_AIM OF THE EXERCISE:_ Give only the number of lines in the entries below that contain the string "valley".

* start GIVEN DATA *

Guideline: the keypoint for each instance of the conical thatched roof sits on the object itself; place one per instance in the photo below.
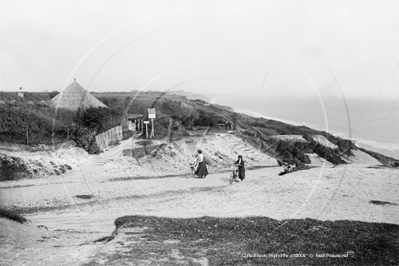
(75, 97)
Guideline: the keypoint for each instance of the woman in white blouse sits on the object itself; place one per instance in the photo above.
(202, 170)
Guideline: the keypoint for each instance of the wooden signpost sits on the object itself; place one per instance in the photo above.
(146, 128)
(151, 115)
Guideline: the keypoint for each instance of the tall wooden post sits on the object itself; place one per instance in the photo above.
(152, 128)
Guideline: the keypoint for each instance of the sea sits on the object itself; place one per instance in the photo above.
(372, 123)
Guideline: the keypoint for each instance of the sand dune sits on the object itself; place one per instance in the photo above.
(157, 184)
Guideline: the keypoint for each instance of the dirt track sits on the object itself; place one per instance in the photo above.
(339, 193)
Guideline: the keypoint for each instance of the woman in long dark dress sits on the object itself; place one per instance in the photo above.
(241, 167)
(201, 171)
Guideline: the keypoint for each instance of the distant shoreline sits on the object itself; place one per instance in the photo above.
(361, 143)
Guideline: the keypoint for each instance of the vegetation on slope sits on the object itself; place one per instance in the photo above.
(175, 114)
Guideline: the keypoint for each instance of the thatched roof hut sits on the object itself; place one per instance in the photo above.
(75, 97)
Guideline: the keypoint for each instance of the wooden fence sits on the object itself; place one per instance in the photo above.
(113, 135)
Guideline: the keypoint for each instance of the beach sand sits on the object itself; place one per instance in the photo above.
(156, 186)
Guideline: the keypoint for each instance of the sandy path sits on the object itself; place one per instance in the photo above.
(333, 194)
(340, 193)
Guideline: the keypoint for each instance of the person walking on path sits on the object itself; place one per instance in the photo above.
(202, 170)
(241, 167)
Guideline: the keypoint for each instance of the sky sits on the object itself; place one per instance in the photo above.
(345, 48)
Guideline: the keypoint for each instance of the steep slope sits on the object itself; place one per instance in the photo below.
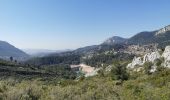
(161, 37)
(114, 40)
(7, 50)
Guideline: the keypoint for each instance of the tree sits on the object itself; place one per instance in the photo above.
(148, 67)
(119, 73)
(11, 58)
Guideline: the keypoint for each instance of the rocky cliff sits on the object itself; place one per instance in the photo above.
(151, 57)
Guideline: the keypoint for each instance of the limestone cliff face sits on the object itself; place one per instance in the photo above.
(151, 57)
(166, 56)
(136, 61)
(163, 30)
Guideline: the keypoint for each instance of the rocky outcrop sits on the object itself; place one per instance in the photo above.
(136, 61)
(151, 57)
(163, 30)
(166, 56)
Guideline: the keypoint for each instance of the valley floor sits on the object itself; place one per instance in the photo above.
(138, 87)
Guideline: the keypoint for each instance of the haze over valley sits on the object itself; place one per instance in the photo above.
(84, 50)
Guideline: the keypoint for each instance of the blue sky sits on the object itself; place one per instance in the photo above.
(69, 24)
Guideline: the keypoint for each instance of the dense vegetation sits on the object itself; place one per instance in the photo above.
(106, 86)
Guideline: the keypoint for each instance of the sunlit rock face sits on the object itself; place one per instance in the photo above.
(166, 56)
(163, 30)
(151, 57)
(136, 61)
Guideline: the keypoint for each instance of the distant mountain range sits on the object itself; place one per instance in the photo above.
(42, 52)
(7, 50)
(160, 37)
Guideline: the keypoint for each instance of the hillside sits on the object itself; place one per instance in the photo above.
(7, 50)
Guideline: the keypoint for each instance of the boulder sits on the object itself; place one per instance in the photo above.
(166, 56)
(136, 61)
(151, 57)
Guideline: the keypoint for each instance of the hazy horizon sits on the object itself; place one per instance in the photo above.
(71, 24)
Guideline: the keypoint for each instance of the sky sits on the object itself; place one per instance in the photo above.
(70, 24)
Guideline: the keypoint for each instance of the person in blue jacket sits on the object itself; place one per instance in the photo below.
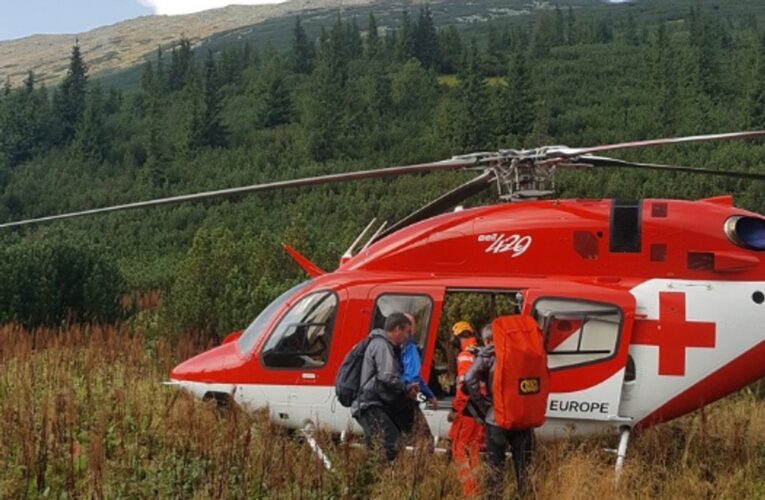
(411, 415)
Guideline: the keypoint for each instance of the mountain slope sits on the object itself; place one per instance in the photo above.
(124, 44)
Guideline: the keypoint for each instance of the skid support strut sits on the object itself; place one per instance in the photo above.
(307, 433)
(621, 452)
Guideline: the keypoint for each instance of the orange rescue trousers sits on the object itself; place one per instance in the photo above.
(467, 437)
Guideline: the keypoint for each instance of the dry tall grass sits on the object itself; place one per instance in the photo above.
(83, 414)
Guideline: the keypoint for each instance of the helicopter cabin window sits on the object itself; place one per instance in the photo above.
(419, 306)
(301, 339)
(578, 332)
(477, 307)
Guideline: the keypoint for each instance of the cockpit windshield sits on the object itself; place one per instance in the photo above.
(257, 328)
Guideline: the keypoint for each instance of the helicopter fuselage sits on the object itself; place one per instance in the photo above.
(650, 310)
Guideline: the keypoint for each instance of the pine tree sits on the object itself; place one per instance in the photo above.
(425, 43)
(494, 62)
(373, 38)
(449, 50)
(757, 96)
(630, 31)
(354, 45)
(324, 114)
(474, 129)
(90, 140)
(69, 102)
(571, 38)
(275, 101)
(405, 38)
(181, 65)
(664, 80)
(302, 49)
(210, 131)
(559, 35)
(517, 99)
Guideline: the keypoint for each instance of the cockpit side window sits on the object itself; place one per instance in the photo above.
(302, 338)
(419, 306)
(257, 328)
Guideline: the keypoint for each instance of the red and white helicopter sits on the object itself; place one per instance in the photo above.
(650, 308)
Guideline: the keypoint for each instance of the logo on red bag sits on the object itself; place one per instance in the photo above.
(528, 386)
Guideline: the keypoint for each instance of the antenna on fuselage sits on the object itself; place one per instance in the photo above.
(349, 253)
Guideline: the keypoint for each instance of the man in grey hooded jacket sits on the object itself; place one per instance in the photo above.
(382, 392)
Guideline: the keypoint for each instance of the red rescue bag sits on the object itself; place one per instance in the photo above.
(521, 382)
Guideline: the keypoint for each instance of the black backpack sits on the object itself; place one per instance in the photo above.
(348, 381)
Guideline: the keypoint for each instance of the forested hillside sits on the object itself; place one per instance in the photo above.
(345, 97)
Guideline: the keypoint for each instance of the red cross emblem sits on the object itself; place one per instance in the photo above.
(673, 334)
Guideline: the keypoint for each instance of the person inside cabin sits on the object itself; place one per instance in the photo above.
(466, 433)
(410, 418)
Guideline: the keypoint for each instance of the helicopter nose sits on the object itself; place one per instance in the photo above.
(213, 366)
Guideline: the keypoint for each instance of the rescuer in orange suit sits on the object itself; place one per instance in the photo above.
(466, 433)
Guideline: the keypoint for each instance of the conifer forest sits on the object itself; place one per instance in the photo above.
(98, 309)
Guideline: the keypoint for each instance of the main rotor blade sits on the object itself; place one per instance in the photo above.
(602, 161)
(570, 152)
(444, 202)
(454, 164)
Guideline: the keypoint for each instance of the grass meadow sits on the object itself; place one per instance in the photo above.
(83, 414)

* end GIVEN DATA *
* start GIVEN DATA *

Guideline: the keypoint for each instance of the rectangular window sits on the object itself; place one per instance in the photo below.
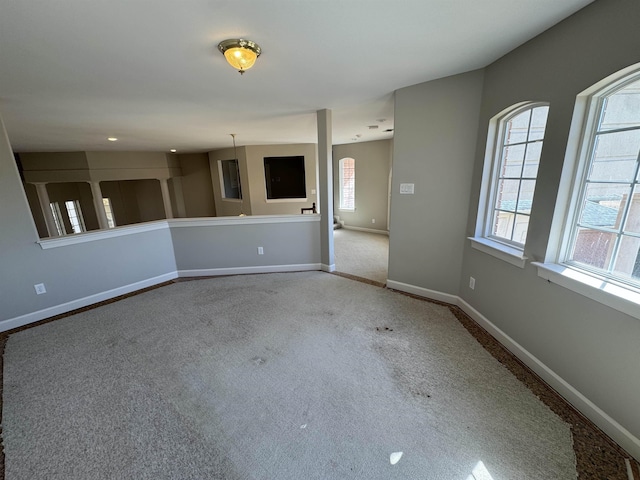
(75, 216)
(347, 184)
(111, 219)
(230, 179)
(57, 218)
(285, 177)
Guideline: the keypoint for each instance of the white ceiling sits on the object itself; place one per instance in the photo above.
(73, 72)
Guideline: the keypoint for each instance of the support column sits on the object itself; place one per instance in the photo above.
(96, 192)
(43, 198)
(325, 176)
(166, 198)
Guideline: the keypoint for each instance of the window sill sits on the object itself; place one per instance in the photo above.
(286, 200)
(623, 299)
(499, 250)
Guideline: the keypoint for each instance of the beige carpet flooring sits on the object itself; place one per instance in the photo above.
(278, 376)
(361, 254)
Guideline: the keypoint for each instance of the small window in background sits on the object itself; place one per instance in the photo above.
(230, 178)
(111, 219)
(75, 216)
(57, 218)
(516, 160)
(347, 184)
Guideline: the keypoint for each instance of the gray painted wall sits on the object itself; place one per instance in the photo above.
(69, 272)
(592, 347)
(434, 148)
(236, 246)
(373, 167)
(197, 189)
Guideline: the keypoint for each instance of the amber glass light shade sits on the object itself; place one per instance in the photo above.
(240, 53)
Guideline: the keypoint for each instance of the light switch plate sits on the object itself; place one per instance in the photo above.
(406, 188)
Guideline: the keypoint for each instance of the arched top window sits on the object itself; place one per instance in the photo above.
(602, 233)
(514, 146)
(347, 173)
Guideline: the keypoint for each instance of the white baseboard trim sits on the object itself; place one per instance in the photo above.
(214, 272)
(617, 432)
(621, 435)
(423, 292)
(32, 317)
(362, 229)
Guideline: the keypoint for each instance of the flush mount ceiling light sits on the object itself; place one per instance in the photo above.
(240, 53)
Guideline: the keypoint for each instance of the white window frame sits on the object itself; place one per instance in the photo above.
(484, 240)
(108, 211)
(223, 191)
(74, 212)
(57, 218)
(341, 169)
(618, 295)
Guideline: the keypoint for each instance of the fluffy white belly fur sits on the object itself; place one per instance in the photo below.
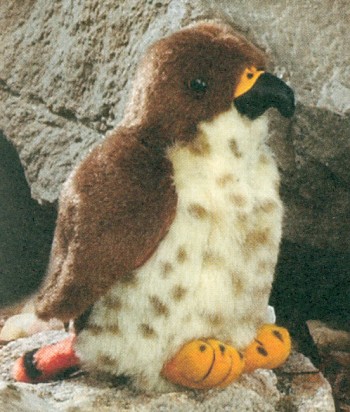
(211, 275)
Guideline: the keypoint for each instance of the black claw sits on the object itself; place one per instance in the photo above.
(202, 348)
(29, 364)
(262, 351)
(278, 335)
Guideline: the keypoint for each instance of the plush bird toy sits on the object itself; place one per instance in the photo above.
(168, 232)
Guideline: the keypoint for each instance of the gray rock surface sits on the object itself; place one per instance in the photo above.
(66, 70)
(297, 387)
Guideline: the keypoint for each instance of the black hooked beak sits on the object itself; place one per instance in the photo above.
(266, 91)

* end GIVEN DATA *

_SOLUTION FOR THIS PROBLEM:_ 2